GIVEN PASSAGE ::
++++++
CIVIL ACTION No. 17-17429 SECTION I

06-12-2018

MICHAEL FACIANE v. SUN LIFE ASSURANCE CO. OF CANADA


ORDER AND REASONS

Plaintiff Michael Faciane ("Faciane") receives a monthly benefit for long-term disability pursuant to an ERISA-regulated group insurance policy covering employees of Capital One Financial Corporation ("the policy"). He alleges that the policy administrator, defendant Sun Life Assurance Company of Canada ("Sun Life"), has underpaid him since he began receiving the benefit due to a miscalculation of a key input in the formula used to determine one's benefit amount.

Before the Court is Sun Life's motion for summary judgment on the issue of timeliness. Faciane opposes the motion.

R. Doc. No. 6. Sun Life originally filed the motion as a motion to dismiss, but because the Court concluded that sound resolution of the motion required considering material attached to the motion and not mentioned in Faciane's complaint, the Court converted the motion into a motion for summary judgment. See R. Doc. No. 17; see also Fed. R. Civ. P. 12(d).

R. Doc. No. 10.

I.

For purposes of the present motion, the following facts are not in genuine dispute:

Faciane sustained a work-related injury in June 2006. He later filed a claim under the policy for a long-term disability benefit.

Sun Life approved Faciane's claim in March 2008. Sun Life determined that Faciane "ha[d] been unable to work due to [his] disability effective July 4, 2006," and that, under the terms of the policy, his benefits began on December 1, 2006.

See R. Doc. No. 6-3, at 1; see also R. Doc. No. 10, at 1.

R. Doc. No. 6-3, at 1.

Initially, Faciane was approved to receive "a gross benefit of $100.00 (minimum monthly benefit)." In a March 31, 2008 letter informing Faciane of the approval of his claim, Sun Life explained to Faciane how it had calculated this benefit amount. Faciane did not administratively challenge this calculation until June 26, 2017. After this challenged failed, Faciane initiated this case on December 18, 2017.

Id.

See id.

See R. Doc. No. 6-4.

II.

Summary judgment is proper when, after reviewing the pleadings, the discovery and disclosure materials on file, and any affidavits, the court determines that there is no genuine dispute of material fact. See Fed. R. Civ. P. 56. "[A] party seeking summary judgment alays bears the initial responsibility of informing the district court of the basis for its motion and identifying those portions of [the record] which it believes demonstrate the absence of a genuine issue of material fact." Celotex Corp. v. Catrett, 477 U.S. 317, 323 (1986). The moving party need not produce evidence negating the existence of material fact, but need only point out the absence of evidence supporting the other party's case. Id.; Fontenot v. Upjohn Co., 780 F.2d 1190, 1195 (5th Cir. 1986).
++++++
REQUIRED TASK 1 :: Summarize the court order in two sentences.
REQUIRED TASK 2 :: Please copy the court order from "Faciane sustained a" to "December 18, 2017.".
The items have no connection to the court order above.

[Entries from a pointing dataset]
++++++
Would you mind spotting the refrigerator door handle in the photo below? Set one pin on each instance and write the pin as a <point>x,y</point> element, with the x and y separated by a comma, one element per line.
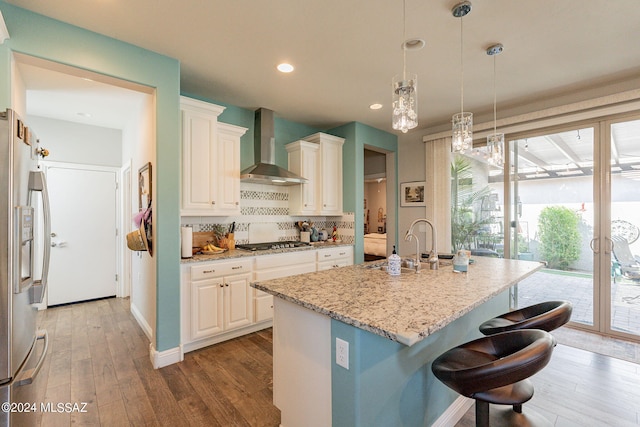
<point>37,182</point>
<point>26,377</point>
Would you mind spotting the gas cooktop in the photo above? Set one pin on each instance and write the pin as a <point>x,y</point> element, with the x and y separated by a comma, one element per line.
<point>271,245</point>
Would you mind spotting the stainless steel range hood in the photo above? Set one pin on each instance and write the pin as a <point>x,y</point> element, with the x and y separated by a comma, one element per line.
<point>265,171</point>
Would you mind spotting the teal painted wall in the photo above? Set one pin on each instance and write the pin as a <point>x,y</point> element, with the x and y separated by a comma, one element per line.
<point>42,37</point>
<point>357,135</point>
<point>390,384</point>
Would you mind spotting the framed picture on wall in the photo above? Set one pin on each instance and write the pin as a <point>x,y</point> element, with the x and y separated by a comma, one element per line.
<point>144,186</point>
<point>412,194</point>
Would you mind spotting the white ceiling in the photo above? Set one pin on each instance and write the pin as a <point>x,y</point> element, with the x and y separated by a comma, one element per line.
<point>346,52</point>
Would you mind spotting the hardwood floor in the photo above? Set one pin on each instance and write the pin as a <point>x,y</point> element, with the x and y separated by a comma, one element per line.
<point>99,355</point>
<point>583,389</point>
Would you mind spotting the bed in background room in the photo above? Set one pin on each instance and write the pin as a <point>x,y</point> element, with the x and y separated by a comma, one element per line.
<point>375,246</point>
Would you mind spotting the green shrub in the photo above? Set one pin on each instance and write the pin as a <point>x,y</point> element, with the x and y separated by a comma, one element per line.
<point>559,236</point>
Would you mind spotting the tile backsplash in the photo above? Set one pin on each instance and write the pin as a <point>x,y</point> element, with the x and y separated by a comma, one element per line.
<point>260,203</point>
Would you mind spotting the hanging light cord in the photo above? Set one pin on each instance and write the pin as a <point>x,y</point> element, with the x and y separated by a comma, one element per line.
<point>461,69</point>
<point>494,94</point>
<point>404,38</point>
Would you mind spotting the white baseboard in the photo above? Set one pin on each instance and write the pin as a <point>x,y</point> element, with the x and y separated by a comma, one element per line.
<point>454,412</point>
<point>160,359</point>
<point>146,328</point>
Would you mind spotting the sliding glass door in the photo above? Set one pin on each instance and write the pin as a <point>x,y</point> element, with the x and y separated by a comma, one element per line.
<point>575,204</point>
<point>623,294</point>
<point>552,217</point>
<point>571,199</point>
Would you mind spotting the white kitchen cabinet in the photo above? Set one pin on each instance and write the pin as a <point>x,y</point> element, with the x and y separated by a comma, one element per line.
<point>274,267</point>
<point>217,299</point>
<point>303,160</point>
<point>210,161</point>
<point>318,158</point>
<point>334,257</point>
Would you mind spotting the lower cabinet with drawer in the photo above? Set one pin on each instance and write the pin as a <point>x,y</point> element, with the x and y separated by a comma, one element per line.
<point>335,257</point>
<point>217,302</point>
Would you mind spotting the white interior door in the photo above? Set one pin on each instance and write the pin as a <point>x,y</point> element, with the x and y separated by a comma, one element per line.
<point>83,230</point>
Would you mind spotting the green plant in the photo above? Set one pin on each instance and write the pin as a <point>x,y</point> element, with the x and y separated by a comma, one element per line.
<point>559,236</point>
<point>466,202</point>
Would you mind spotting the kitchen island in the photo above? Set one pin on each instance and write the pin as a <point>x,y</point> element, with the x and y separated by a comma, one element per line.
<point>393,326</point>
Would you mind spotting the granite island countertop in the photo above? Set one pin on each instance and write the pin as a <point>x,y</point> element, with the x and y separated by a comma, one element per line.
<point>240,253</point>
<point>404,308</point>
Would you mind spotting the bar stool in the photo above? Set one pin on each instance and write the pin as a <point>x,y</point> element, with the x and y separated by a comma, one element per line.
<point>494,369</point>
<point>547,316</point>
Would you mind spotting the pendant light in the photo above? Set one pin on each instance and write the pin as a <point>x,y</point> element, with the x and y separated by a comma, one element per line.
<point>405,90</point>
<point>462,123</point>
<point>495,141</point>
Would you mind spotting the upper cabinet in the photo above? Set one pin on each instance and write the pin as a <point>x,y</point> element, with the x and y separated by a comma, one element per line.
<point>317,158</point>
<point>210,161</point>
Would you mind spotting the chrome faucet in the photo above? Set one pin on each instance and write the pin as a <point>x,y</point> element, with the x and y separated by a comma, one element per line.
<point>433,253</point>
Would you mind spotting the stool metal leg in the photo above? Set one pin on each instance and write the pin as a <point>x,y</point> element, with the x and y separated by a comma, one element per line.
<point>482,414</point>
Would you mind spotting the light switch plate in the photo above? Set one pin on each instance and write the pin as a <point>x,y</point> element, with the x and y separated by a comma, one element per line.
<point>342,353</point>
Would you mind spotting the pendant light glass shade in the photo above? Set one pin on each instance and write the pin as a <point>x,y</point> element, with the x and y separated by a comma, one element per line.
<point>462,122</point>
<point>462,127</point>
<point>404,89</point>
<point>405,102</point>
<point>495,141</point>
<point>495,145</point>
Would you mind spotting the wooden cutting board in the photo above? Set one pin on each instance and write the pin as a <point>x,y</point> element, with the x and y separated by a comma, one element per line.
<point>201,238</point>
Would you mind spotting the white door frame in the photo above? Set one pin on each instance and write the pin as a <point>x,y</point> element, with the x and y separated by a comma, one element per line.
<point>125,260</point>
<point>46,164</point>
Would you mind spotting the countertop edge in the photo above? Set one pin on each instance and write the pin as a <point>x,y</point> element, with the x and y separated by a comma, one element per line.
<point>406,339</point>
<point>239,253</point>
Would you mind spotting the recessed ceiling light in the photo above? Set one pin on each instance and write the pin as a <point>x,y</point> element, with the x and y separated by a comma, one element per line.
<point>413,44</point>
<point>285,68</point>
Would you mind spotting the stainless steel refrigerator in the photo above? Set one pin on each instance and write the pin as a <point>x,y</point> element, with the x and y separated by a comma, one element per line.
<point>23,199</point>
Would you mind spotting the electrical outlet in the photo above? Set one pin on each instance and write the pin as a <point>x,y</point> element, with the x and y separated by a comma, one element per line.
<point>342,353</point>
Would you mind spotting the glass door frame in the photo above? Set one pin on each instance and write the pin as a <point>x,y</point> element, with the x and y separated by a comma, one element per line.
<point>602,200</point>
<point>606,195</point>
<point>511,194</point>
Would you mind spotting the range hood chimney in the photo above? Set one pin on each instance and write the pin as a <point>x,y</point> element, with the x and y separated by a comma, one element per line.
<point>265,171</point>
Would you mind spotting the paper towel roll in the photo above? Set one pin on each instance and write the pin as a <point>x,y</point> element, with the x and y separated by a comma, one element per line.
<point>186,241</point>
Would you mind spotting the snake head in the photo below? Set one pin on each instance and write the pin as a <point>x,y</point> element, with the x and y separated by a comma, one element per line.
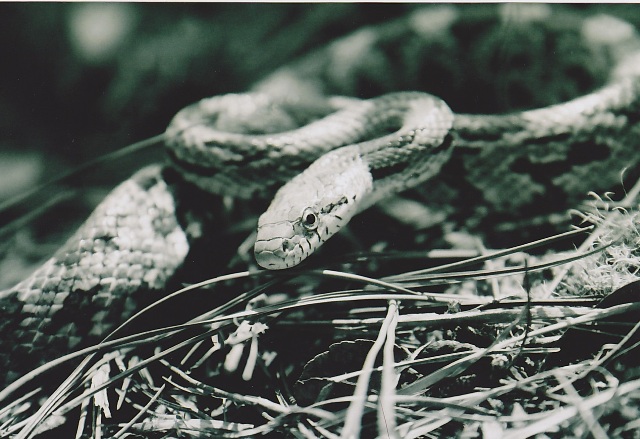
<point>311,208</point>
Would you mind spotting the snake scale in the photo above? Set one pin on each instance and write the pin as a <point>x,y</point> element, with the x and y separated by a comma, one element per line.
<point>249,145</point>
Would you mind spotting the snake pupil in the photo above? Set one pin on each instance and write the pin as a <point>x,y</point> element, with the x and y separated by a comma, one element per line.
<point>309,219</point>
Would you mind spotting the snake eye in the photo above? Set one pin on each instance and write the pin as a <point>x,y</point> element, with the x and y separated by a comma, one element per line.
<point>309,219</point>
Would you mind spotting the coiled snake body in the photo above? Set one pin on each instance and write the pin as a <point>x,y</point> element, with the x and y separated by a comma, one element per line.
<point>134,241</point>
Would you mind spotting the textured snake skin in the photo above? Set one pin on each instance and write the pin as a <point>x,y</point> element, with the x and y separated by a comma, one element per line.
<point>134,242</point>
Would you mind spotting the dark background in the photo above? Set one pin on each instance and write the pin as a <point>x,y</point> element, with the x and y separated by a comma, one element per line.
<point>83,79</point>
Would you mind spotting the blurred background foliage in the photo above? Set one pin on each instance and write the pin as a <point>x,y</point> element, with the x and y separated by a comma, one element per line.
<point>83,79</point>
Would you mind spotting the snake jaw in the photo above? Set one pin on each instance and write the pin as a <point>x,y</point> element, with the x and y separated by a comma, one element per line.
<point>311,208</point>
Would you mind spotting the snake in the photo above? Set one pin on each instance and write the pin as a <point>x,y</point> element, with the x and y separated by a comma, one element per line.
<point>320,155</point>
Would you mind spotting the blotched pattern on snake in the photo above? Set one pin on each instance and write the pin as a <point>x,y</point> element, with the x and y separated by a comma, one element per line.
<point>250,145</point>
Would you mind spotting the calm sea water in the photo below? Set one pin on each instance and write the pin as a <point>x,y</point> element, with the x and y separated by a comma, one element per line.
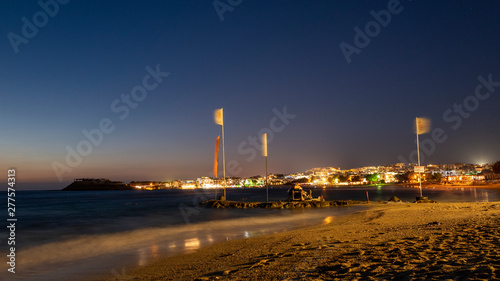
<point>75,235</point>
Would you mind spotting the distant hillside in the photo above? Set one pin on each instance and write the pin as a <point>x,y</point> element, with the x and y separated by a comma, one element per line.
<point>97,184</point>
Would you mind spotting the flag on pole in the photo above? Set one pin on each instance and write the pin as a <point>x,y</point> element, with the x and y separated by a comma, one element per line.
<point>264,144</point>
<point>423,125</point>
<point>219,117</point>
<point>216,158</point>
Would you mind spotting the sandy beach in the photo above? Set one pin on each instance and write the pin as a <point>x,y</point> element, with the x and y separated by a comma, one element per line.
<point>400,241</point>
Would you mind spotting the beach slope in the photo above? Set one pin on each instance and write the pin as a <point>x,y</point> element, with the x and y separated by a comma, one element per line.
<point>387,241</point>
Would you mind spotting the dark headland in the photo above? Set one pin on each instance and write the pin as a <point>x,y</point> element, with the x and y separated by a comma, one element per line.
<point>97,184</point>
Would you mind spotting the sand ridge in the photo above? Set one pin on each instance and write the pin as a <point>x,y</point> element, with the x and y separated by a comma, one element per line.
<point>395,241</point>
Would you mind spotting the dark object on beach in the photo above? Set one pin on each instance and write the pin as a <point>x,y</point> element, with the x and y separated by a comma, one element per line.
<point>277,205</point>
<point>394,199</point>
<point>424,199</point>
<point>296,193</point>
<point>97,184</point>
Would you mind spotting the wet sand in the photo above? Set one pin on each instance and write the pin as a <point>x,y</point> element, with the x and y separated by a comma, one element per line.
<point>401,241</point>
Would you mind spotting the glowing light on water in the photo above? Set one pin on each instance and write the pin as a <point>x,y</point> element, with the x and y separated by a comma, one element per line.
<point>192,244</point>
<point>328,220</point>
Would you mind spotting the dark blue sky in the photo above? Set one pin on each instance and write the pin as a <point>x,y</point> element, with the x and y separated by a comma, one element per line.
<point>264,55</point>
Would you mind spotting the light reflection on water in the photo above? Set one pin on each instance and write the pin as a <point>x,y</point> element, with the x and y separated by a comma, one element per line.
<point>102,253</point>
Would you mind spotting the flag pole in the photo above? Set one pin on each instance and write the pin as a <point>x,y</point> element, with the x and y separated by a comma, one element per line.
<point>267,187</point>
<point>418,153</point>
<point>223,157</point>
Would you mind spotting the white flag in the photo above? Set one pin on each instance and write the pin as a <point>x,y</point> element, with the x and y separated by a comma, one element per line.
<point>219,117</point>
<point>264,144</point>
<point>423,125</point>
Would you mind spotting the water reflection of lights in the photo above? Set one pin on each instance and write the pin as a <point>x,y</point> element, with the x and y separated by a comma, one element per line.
++++++
TASK RESULT 1 :: Michael Faciane receives a monthly long-term disability benefit under an ERISA-regulated group policy covering Capital One employees, and he alleges that the policy administrator, Sun Life, has underpaid him because of a miscalculation in the benefit formula. Sun Life has moved for summary judgment on timeliness, which Faciane opposes, and the undisputed facts show that Sun Life approved his claim and explained its calculation in March 2008, while Faciane did not challenge that calculation until June 2017 and filed this case in December 2017.

TASK RESULT 2 ::
Faciane sustained a work-related injury in June 2006. He later filed a claim under the policy for a long-term disability benefit.

Sun Life approved Faciane's claim in March 2008. Sun Life determined that Faciane "ha[d] been unable to work due to [his] disability effective July 4, 2006," and that, under the terms of the policy, his benefits began on December 1, 2006.

See R. Doc. No. 6-3, at 1; see also R. Doc. No. 10, at 1.

R. Doc. No. 6-3, at 1.

Initially, Faciane was approved to receive "a gross benefit of $100.00 (minimum monthly benefit)." In a March 31, 2008 letter informing Faciane of the approval of his claim, Sun Life explained to Faciane how it had calculated this benefit amount. Faciane did not administratively challenge this calculation until June 26, 2017. After this challenged failed, Faciane initiated this case on December 18, 2017.